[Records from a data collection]

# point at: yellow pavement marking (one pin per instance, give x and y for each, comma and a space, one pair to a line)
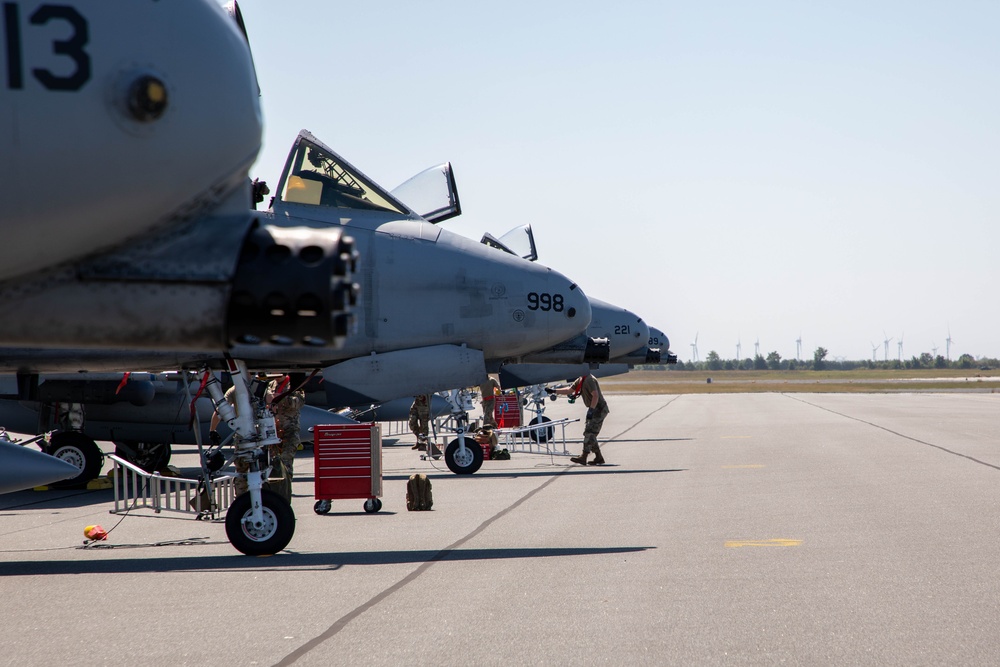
779, 542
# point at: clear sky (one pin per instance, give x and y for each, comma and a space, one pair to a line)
732, 170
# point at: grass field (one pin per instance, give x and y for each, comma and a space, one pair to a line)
856, 381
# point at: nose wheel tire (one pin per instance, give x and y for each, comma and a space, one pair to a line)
467, 462
274, 533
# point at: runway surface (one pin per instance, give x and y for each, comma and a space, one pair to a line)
751, 529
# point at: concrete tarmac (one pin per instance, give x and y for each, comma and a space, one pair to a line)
743, 529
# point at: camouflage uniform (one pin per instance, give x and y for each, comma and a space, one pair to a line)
488, 390
588, 387
420, 417
286, 415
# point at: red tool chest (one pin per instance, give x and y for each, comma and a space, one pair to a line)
348, 464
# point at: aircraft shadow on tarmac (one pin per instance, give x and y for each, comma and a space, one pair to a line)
286, 561
606, 469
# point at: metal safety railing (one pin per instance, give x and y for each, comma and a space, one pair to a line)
537, 438
134, 488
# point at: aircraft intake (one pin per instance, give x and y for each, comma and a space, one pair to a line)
293, 287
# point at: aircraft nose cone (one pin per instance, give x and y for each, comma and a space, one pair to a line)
25, 468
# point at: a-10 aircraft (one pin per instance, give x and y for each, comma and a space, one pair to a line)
152, 259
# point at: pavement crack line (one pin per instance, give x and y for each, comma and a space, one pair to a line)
343, 621
897, 433
662, 407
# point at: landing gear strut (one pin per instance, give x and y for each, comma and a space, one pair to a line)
463, 455
259, 522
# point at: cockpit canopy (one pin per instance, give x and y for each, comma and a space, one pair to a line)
315, 175
432, 193
519, 241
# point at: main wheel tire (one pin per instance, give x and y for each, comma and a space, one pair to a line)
269, 539
150, 456
80, 450
542, 435
465, 464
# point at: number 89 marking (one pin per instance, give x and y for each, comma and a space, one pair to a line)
545, 301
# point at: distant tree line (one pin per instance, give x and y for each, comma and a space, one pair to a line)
820, 362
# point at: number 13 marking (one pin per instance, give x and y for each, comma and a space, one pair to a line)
72, 47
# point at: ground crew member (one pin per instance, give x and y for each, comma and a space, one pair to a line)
287, 407
489, 390
597, 409
420, 417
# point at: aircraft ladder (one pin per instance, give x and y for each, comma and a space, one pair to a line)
137, 489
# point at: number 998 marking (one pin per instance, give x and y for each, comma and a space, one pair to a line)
545, 301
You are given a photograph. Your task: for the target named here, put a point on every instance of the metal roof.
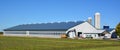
(44, 26)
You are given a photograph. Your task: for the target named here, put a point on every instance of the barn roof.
(45, 26)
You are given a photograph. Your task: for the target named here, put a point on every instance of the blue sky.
(15, 12)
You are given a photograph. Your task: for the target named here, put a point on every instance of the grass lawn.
(34, 43)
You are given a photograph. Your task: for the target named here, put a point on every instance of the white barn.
(80, 29)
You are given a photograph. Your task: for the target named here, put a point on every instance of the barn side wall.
(47, 34)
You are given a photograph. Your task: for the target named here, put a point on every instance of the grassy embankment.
(33, 43)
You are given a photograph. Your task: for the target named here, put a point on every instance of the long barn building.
(81, 29)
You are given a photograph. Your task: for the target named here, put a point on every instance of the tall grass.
(34, 43)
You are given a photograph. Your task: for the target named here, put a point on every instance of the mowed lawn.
(34, 43)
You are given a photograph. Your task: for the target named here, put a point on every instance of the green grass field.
(34, 43)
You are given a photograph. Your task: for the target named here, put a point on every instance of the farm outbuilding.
(53, 30)
(80, 29)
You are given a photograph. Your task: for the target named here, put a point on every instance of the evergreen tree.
(118, 29)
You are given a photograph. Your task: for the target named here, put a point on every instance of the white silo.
(89, 20)
(97, 20)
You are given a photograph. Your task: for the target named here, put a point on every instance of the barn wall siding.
(49, 34)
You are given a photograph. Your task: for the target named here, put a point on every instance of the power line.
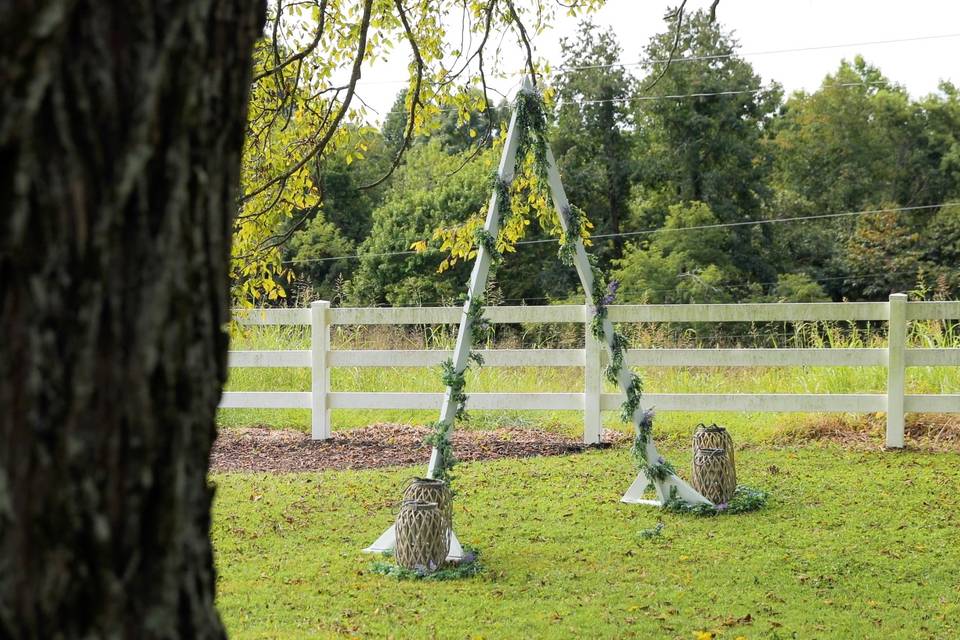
(626, 234)
(703, 58)
(721, 56)
(704, 94)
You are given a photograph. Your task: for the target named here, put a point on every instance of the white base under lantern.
(388, 541)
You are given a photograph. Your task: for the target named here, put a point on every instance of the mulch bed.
(380, 445)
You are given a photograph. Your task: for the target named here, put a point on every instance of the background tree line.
(701, 143)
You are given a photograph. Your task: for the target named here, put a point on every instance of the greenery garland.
(744, 499)
(466, 568)
(531, 122)
(480, 328)
(602, 295)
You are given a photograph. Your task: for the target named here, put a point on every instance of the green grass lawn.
(852, 545)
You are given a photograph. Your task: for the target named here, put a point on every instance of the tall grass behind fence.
(826, 335)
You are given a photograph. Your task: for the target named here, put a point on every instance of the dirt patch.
(380, 445)
(922, 431)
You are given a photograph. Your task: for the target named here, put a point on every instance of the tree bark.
(121, 128)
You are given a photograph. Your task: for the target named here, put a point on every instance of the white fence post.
(896, 369)
(320, 374)
(592, 382)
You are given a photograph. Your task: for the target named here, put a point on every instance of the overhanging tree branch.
(344, 106)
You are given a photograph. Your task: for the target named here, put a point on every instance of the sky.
(760, 26)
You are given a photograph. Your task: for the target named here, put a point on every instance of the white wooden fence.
(321, 358)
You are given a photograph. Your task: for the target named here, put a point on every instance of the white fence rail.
(896, 358)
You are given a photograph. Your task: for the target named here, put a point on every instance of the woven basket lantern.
(714, 437)
(713, 475)
(422, 542)
(436, 491)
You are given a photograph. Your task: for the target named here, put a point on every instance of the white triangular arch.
(671, 485)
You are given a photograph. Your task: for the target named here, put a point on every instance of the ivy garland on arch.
(532, 121)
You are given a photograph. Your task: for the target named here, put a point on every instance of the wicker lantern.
(422, 542)
(713, 476)
(714, 437)
(436, 491)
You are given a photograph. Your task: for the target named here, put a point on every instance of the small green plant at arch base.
(744, 500)
(467, 568)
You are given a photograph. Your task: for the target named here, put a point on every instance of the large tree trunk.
(121, 127)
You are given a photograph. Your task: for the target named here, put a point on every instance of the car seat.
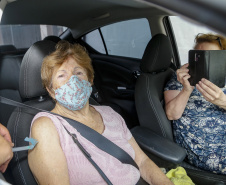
(149, 100)
(155, 72)
(10, 61)
(30, 87)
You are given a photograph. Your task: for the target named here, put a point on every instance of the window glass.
(185, 33)
(23, 36)
(126, 38)
(95, 41)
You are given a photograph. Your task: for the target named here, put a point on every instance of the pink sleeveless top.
(81, 171)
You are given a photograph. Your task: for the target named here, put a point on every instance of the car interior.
(131, 84)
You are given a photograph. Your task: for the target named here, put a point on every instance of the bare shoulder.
(42, 128)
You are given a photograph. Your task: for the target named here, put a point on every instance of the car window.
(127, 38)
(23, 36)
(185, 33)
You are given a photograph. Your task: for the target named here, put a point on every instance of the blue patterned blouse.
(201, 130)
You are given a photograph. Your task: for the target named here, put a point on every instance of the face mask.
(74, 94)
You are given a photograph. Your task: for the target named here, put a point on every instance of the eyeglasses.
(208, 36)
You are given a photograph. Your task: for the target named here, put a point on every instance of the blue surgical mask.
(74, 94)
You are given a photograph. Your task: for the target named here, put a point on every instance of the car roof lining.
(87, 14)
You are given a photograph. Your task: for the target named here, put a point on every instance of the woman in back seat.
(199, 113)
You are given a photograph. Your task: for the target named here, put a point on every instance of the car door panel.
(115, 79)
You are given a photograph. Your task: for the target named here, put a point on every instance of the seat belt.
(94, 137)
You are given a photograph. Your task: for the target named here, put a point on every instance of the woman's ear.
(51, 92)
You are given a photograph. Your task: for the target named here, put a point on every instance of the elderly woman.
(199, 113)
(67, 75)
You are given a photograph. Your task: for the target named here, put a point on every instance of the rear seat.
(10, 61)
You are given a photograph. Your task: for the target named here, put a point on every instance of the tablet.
(208, 64)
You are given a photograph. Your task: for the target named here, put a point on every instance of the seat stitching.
(156, 54)
(152, 104)
(16, 155)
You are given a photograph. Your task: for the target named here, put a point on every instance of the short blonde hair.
(211, 38)
(63, 51)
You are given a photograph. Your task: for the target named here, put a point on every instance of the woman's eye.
(79, 73)
(60, 76)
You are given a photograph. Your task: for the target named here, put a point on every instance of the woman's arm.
(176, 101)
(150, 172)
(212, 93)
(47, 160)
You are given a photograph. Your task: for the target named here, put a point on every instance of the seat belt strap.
(94, 137)
(97, 139)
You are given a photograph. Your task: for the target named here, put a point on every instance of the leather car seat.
(30, 87)
(10, 62)
(155, 72)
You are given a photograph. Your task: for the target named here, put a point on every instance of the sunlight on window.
(0, 14)
(185, 33)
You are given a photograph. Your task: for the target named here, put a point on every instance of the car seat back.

§ Exercise: What is needed is an exact retyping of every line from the one containing "seat belt strap." through the final line of the entries, and only those lines.

§ Output:
You are given a photograph. Your task: for the target named here, put a point on every instance of the seat belt strap.
(94, 137)
(97, 139)
You are given a photograph. Your task: for the target named here, put a point on every instance of the leather car seat.
(30, 87)
(10, 62)
(155, 72)
You are given a photograph. Your task: for the target named here, put a point on every instance of the sunlight on window.
(0, 14)
(185, 33)
You are given a photograph. Your task: for the target named here, put a point on every instance of the car seat back.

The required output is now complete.